Saved data entries:
-------

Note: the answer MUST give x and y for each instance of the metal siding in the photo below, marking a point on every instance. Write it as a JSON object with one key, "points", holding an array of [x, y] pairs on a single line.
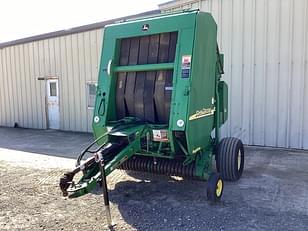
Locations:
{"points": [[265, 43], [72, 58]]}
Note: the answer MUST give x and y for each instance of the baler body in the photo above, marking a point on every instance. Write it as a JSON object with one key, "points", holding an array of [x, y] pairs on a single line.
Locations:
{"points": [[160, 102]]}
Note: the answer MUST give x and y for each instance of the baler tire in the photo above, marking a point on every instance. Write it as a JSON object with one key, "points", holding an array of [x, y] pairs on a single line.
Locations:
{"points": [[215, 187], [230, 158]]}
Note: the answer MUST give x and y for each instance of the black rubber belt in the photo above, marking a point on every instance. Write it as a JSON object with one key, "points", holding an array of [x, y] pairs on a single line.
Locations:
{"points": [[121, 80]]}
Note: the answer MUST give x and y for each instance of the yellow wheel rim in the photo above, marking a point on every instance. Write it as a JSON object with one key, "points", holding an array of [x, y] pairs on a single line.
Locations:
{"points": [[219, 187], [239, 159]]}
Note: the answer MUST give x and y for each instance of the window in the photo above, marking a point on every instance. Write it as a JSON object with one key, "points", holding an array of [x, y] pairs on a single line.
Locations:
{"points": [[91, 94]]}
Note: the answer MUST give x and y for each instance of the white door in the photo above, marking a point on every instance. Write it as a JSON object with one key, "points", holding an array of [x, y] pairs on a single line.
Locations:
{"points": [[53, 110]]}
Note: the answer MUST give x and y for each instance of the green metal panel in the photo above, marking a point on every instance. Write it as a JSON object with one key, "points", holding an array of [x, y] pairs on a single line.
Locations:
{"points": [[184, 23]]}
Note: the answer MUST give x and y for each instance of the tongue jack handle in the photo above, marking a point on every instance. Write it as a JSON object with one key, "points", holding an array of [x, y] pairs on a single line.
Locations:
{"points": [[110, 225]]}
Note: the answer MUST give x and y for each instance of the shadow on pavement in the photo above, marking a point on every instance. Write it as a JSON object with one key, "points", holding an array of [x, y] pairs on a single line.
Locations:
{"points": [[48, 142]]}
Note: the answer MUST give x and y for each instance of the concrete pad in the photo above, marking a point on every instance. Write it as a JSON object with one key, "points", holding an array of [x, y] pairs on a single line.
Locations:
{"points": [[271, 195]]}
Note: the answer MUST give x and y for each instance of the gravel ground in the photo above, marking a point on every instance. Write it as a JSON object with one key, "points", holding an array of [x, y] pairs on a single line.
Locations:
{"points": [[272, 195]]}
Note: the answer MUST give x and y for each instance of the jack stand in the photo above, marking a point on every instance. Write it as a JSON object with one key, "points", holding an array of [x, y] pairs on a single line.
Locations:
{"points": [[110, 225]]}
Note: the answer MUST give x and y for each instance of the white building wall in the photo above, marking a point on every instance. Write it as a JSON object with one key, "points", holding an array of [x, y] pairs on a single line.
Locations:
{"points": [[74, 59], [265, 43]]}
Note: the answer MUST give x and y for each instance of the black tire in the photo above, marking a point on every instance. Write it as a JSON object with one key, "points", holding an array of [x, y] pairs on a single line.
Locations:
{"points": [[215, 187], [230, 158]]}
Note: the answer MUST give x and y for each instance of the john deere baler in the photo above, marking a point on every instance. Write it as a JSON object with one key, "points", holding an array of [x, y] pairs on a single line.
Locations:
{"points": [[160, 102]]}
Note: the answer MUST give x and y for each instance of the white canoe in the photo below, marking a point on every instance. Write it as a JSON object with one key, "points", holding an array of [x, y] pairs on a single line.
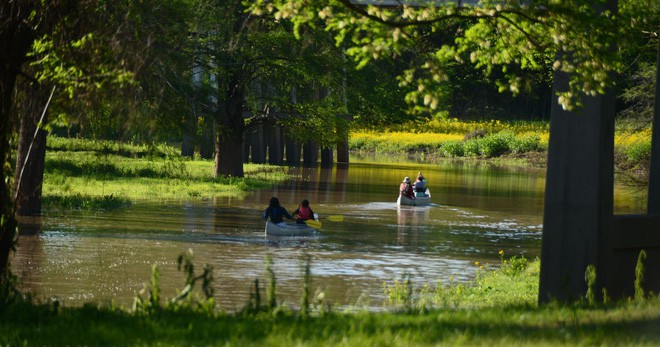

-------

WHAT TO WORK ON:
A faithful, word-for-word version of the records above is needed, with no images in it.

FINAL ANSWER:
Note: the answer MUST give x and y for each instance of the metal siding in the photo below, marking a point on every instance. Write it as a JSON object with one key, "points", holding an array of [x, y] pairs on a single line.
Locations:
{"points": [[265, 43], [72, 58]]}
Note: the answer MUST give x and y for each instance of the baler body in the photo above, marking a point on every instance. Write it as a JSON object with one key, "points", holding an array of [x, y] pairs on a single line.
Locations:
{"points": [[160, 102]]}
Note: the answer MUST give x and y for each instance of the baler tire in the photo above, marking a point on every instance. Write it as a JSON object with one key, "points", holding an array of [x, y] pairs on a single line.
Locations:
{"points": [[215, 187], [230, 158]]}
Note: the answer MUST give x and y for each instance of the black rubber belt in the photo above, marking a point on every instance. Write it as a JSON object with one key, "points", holding an array of [x, y] pairs on a single line.
Locations:
{"points": [[121, 80]]}
Note: the answer MUST give x and y for each instance of the yellow wheel rim in the photo above, marking a point on every instance. Write it as a JSON object with one key, "points", holding an array of [x, y] pairs on a single line.
Locations:
{"points": [[219, 187], [239, 159]]}
Note: the answer MUST give x and y for each instance of the window in the photo above, marking a point on every instance. Write it as a JSON object with one key, "points", holding an array of [x, y] pairs on a single line.
Locations:
{"points": [[91, 94]]}
Note: the answer MUST give x and y for each instance of the white door in the photo above, marking a point on every instance. Write it as a JSON object with one key, "points", holding an array of [x, y] pairs on a single line.
Locations:
{"points": [[53, 110]]}
Note: the answer MUST give x and y for each instance of the green metal panel in the photo above, marking a point on every instance. Write it as a JSON object with one key, "points", holding an array of [x, y] pairs on a single line.
Locations:
{"points": [[184, 23]]}
Note: the answer MUST give x and y for each instance of the tongue jack handle in the photo above, marking a point on every instance. Write it as a JSON object with one key, "points", holding an array of [x, y] pairs on a single line.
Locations:
{"points": [[110, 225]]}
Note: the answer MUST give x and y for each instance of the shadow on pavement in the photo above, marking a point on every instance. Write it as a JSON object with one key, "points", holding an array of [x, y] pairs on a single line.
Locations:
{"points": [[48, 142]]}
Note: the answer MUST give x and y for each instance of the concrete pad in the photo above, marking a point on every instance. Write it as a JSON object with one key, "points", holding an array of [x, y] pairs on a single line.
Locations:
{"points": [[271, 195]]}
Note: the answer MUST give x and y for each instance of the gravel ground in the photo above, marking a point on every instance. Write it as a JSON object with one key, "points", holding an array of [x, y] pairs on a single line.
Locations:
{"points": [[272, 195]]}
Note: the answer MUST give x and y for each instance of the jack stand in the photo above, marking a point on every instance. Write it as a JSON object with one key, "points", holding an array of [x, y] pairs on a single line.
Locations:
{"points": [[110, 225]]}
Note: the answer MUST give x and y for each instance of the white building wall in the photo above, marking a point on every instance. Write it as a JSON object with one key, "points", holding an array of [x, y] pairs on a single line.
Locations:
{"points": [[74, 59], [265, 43]]}
Note: the answer MUST give x and y for each instance of the black tire in the photo above, marking a point on every instance. Write it as a JSON object with one key, "points", holding an array of [x, y] pairs on a single line.
Locations:
{"points": [[215, 187], [230, 158]]}
Note: the answer MUST give x and y for each instance of the john deere baler in the photo above, marking a point on every instance. Write it as a JSON object with one key, "points", holding an array of [x, y] pairs on a single line.
Locations:
{"points": [[160, 102]]}
Note: the answer MUST give x and y for each instance of the white canoe in the photo below, marking a point on every instance. Write it as a JSON object with one key, "points", holding an array of [x, y] pairs on a single line.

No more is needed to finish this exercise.